● **Quellenauszug**
In "Tanzkarte", einem kleinen Text mit neunundsechzig numerierten Bemerkungen über sein schwieriges Verhältnis zu seinem Übervater Pablo Neruda, erinnert Roberto Bolaño "an die toten Dichter im Folterkeller, an die an Aids, an einer Überdosis Gestorbenen, an alle, die an das lateinamerikanische Paradies geglaubt haben und in der lateinamerikanischen Hölle gestorben sind". 1973 knapp den Folterknechten Pinochets entronnen, im spanischen Exil zeitweilig drogenabhängig und Nachtwächter auf einem Campingplatz, wäre der chilenische poète maudit um ein Haar selbst Opfer dieser Hölle geworden. Gerettet hat ihn die Literatur. Sie war für Bolaño nicht Zeitvertreib, kulturelle Idee oder gar bildungsbürgerliche Fußnote, sondern eine Sache auf Leben und Tod, der "einzige Ort, wo sich zu leben lohnt".
Wie die stolzen, hitzköpfigen Literaten in seinen Romanen und Erzählungen schien er selbst jederzeit fähig und bereit, sich für das richtige Wort zu prügeln, für einen seiner Hausgötter zu sterben oder zu töten. Literatur fordert den ganzen Mann (Frauen spielen in Bolaños Werk eine eher untergeordnete Rolle) und eine wütende Energie, die Terror und Erniedrigung, wilden Hass und stille Scham in reine Poesie verwandelt. Bolaños Schreiben war so maßlos, dass nicht einmal sein früher Tod 2003 es stoppen konnte. Aus dem Nachlass tauchen immer wieder neue Fragmente seines unendlich prozessierenden Werks auf, Meisterstücke wie "2666", unvollendete Frühwerke wie "Das Dritte Reich" oder "Die Nöte des wahren Polizisten", aber auch manches, was er nicht ohne Grund verworfen hatte.

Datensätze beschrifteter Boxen
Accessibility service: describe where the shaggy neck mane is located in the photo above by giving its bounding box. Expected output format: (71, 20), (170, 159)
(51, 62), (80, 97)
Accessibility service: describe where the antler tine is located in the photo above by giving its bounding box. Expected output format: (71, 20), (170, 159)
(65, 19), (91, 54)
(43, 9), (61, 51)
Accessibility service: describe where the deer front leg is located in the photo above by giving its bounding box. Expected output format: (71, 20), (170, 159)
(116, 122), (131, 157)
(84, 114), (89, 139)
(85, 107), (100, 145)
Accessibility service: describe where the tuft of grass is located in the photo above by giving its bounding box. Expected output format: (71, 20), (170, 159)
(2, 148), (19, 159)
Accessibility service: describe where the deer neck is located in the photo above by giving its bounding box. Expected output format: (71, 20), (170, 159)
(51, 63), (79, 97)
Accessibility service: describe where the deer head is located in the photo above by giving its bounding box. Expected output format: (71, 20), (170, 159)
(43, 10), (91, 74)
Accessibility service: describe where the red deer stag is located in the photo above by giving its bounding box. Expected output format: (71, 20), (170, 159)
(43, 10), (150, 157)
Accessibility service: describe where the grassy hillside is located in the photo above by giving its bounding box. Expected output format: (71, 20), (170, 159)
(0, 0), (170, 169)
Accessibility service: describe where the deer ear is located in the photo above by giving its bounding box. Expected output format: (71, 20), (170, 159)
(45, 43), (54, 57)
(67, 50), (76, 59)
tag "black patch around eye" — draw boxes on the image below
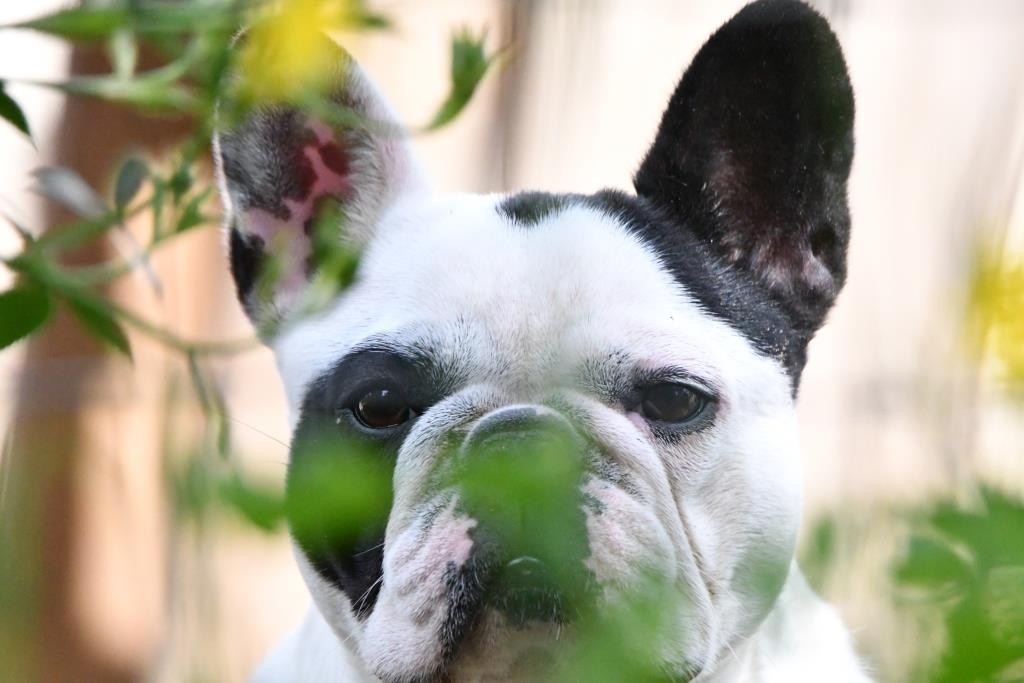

● **Aufgabenstellung 1**
Was hat Bolaño laut dem Quellenauszug gerettet?
● **Aufgabenstellung 2**
Gib bitte alles vom Anfang der Zeilen bis hinunter zur Zeile mit „(85, 107), (100, 145)“ unverändert aus, beide Enden eingeschlossen.

● **Antwort 1**
Die Literatur.

● **Antwort 2**
Accessibility service: describe where the shaggy neck mane is located in the photo above by giving its bounding box. Expected output format: (71, 20), (170, 159)
(51, 62), (80, 97)
Accessibility service: describe where the antler tine is located in the photo above by giving its bounding box. Expected output format: (71, 20), (170, 159)
(65, 19), (91, 54)
(43, 9), (61, 51)
Accessibility service: describe where the deer front leg is located in the photo above by giving its bounding box. Expected output format: (71, 20), (170, 159)
(116, 122), (131, 157)
(84, 114), (89, 139)
(85, 107), (100, 145)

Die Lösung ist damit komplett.